## Work to complete
a - Please answer these questions about the thread below:
(i) In the sentence Marco wants to translate, which place does the wind come from, more precisely?
(ii) Which words does rrose17 suggest adding?
(iii) According to Mary49, what does "or" present?
b - Show each line of the listing below that contains the string "JSON". Case counts.

## Passage provided
* * * *

# più precisamente da La Spezia



## ub.mar

Hi everyone,

I would like to translate this sentence but *I*'m not sure about how to order the words in *E*nglish

"Il vento viene dal mare, più precisamente da La Spezia"

What about "The wind comes from the sea, (more) precisely from La Spezia"

Can you help me?

Thank you very much.

Marco



> *Devi inserire  la FRASE nel titolo del thread, non una parola*
> Come devo scegliere i *titoli delle discussioni*?


----------



## metazoan

"... more precisely from La Spezia" is good.


----------



## rrose17

I wonder if this would sound just a little more natural to add "or" or "or to be" as in "...or to be more precise, from La Spezia."?


----------



## ub.mar

Hi Rrose and Metazoan,

thanks for the help.

I think to add "or" to make the sentence sounds more natural.

Thanks again.

Marco


----------



## Mary49

Sorry, but I don't agree about the use of "or".  It presents an alternative or choice, but this is not the case. My opinion.

* * * *

## Data in this exercise
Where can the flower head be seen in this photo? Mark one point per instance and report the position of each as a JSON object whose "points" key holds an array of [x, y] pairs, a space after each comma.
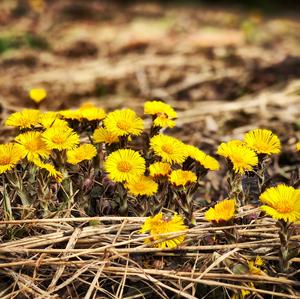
{"points": [[182, 177], [26, 118], [60, 138], [168, 148], [52, 172], [32, 145], [124, 122], [263, 141], [143, 186], [159, 169], [81, 153], [158, 108], [10, 155], [37, 94], [125, 165], [163, 121], [221, 212], [102, 135], [242, 158], [160, 224], [205, 160], [281, 202]]}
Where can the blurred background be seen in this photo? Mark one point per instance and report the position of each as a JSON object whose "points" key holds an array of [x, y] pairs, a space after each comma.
{"points": [[226, 66]]}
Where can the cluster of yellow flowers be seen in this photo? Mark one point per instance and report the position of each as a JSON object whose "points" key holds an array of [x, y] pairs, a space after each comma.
{"points": [[142, 163]]}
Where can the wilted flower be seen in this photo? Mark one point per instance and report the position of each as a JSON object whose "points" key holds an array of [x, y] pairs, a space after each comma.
{"points": [[221, 212], [282, 202]]}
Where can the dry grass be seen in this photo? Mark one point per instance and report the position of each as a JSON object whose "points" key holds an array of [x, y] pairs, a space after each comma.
{"points": [[67, 258]]}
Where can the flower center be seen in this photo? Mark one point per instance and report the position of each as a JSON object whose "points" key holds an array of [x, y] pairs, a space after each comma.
{"points": [[261, 147], [124, 166], [168, 148], [139, 187], [4, 160], [58, 139], [123, 125], [284, 207], [33, 145]]}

* * * *

## Worked answers
a -
(i) La Spezia.
(ii) "or" or "or to be," as in "...or to be more precise, from La Spezia."
(iii) An alternative or choice.

b -
Where can the flower head be seen in this photo? Mark one point per instance and report the position of each as a JSON object whose "points" key holds an array of [x, y] pairs, a space after each comma.
Where can the blurred background be seen in this photo? Mark one point per instance and report the position of each as a JSON object whose "points" key holds an array of [x, y] pairs, a space after each comma.
Where can the cluster of yellow flowers be seen in this photo? Mark one point per instance and report the position of each as a JSON object whose "points" key holds an array of [x, y] pairs, a space after each comma.
Where can the wilted flower be seen in this photo? Mark one point per instance and report the position of each as a JSON object whose "points" key holds an array of [x, y] pairs, a space after each comma.
Where can the dry grass be seen in this photo? Mark one point per instance and report the position of each as a JSON object whose "points" key holds an array of [x, y] pairs, a space after each comma.
Where can the flower center be seen in this photo? Mark one point per instance and report the position of each as a JSON object whose "points" key holds an array of [x, y] pairs, a space after each comma.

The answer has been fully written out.